**Information supplied**
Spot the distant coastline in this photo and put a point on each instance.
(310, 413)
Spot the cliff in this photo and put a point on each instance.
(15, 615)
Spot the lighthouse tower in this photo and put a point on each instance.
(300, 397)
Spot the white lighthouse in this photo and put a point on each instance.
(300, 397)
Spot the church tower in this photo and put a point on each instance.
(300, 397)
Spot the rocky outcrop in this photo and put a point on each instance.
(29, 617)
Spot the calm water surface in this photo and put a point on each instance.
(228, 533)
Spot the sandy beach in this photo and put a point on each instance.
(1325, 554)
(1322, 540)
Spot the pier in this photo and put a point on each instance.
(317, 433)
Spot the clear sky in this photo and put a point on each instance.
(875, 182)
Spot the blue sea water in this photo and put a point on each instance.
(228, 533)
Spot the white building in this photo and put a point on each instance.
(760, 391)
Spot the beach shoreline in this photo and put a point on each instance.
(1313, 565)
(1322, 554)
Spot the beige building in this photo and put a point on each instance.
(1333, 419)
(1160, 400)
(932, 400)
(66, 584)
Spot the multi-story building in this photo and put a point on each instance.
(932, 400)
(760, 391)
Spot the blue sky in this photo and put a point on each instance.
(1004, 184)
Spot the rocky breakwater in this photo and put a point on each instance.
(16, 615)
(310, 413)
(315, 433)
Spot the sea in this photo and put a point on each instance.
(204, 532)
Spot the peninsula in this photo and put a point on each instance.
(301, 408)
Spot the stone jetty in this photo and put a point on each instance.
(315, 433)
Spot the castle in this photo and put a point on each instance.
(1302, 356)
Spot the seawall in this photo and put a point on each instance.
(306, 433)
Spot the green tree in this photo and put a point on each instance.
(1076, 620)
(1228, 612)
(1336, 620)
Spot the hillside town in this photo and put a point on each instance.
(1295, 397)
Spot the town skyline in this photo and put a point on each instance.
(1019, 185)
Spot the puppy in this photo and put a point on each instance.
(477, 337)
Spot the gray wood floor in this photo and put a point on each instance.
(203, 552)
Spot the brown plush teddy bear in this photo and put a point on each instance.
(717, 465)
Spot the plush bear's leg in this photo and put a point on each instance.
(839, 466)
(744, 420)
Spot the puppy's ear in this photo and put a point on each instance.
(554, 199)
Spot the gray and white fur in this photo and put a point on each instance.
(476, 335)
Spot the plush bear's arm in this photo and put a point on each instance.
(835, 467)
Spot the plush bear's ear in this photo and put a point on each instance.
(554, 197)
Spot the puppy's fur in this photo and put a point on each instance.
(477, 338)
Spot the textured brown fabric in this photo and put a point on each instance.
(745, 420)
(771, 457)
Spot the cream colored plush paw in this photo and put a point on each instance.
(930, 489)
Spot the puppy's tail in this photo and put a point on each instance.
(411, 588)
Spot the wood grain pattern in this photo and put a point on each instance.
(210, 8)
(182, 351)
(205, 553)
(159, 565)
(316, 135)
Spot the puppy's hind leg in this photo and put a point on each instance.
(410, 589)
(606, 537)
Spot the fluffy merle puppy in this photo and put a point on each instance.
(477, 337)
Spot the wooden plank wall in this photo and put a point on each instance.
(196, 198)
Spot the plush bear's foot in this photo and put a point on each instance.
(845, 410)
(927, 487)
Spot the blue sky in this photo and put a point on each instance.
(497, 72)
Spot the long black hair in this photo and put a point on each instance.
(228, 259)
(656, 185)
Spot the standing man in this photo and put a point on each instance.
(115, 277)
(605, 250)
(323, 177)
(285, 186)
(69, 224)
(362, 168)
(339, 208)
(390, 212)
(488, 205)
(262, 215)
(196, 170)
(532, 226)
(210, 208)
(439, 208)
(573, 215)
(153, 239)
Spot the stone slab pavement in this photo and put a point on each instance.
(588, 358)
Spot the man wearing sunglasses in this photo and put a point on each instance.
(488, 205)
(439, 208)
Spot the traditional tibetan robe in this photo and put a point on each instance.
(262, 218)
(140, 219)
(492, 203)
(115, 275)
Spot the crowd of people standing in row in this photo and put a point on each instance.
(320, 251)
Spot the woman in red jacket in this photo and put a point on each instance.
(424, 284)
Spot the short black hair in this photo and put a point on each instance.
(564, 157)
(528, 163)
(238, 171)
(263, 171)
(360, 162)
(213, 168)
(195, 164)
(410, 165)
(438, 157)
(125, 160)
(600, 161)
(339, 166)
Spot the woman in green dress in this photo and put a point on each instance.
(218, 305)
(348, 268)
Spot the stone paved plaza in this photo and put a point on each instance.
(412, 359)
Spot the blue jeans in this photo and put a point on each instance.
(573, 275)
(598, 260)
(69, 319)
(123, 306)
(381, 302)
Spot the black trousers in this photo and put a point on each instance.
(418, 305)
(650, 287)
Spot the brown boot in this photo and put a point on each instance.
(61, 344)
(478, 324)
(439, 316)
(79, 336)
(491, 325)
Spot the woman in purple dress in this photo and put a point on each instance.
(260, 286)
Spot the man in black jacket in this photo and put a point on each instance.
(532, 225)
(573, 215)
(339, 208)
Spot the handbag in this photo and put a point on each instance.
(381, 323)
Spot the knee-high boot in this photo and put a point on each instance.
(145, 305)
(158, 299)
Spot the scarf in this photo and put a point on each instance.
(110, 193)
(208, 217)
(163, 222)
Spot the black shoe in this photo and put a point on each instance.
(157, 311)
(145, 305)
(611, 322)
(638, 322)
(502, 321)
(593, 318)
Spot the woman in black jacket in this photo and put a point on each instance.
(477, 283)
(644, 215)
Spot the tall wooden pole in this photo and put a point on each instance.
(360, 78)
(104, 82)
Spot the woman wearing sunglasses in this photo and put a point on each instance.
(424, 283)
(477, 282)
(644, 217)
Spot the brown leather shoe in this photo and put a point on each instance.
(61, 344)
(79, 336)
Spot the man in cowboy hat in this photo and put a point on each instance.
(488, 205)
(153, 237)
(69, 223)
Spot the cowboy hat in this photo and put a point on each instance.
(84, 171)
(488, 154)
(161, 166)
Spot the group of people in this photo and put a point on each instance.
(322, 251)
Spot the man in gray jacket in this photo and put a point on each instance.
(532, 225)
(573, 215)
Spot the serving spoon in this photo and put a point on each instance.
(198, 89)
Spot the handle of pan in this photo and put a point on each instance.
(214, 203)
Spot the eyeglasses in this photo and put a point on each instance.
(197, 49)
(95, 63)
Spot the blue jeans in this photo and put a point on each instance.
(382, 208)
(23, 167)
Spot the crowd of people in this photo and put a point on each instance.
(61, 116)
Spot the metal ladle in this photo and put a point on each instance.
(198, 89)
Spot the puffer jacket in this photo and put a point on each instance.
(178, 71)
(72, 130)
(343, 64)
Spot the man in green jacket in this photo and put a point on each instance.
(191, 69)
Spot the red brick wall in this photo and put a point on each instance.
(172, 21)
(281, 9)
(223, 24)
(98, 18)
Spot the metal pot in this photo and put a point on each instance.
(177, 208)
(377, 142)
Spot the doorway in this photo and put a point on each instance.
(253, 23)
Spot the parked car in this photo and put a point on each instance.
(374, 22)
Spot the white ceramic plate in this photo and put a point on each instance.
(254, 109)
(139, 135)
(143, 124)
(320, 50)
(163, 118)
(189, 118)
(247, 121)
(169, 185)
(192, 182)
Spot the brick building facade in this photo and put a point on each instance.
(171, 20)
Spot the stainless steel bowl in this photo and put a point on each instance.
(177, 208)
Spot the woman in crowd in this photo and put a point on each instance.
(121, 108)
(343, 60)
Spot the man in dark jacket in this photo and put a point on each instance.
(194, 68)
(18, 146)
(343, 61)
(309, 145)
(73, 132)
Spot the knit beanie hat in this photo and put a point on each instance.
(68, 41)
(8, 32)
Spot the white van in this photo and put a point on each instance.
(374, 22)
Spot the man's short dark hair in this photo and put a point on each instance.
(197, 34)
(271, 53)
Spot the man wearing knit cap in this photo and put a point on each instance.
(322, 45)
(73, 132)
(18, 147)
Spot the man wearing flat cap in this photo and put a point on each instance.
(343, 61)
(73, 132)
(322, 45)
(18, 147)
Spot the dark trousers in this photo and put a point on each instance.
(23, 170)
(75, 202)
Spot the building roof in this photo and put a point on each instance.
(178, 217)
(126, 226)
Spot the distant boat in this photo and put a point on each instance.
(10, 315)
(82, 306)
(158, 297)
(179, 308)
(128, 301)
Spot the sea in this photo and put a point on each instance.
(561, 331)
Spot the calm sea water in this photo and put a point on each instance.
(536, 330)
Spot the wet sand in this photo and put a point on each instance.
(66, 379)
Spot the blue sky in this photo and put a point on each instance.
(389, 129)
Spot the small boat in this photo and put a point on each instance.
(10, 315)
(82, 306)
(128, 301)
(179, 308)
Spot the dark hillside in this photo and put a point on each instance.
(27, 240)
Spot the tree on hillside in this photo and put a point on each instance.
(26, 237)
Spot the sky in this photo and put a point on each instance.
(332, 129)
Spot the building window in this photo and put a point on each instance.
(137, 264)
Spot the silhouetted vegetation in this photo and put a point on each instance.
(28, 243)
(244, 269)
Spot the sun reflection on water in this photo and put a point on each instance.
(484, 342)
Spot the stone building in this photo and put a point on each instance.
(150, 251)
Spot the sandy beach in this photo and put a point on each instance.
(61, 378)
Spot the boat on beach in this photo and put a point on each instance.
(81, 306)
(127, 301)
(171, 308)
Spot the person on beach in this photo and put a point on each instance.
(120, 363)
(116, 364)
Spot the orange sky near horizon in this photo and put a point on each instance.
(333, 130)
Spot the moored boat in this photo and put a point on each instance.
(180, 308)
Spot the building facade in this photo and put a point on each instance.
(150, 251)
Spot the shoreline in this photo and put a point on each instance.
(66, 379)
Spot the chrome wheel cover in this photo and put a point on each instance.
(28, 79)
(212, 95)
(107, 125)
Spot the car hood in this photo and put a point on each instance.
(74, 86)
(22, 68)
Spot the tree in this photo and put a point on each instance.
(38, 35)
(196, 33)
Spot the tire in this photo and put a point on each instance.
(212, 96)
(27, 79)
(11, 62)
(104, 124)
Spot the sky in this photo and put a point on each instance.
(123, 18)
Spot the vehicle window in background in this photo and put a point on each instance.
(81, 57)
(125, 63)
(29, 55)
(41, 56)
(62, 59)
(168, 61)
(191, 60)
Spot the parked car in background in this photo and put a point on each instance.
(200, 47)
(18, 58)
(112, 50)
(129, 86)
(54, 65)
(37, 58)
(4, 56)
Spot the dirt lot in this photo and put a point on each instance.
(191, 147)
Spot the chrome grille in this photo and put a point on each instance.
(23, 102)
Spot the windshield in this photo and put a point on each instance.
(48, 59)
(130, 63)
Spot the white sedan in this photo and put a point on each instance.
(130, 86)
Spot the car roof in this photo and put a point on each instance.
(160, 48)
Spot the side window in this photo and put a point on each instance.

**Problem requirements**
Repeat the listing word for word, from the line containing "Spot the car roof" through the end of the listing.

**Solution for this exercise**
Spot the car roof in this photo and put a point on each instance.
(160, 48)
Spot the side window in this photo and put a point on each instance.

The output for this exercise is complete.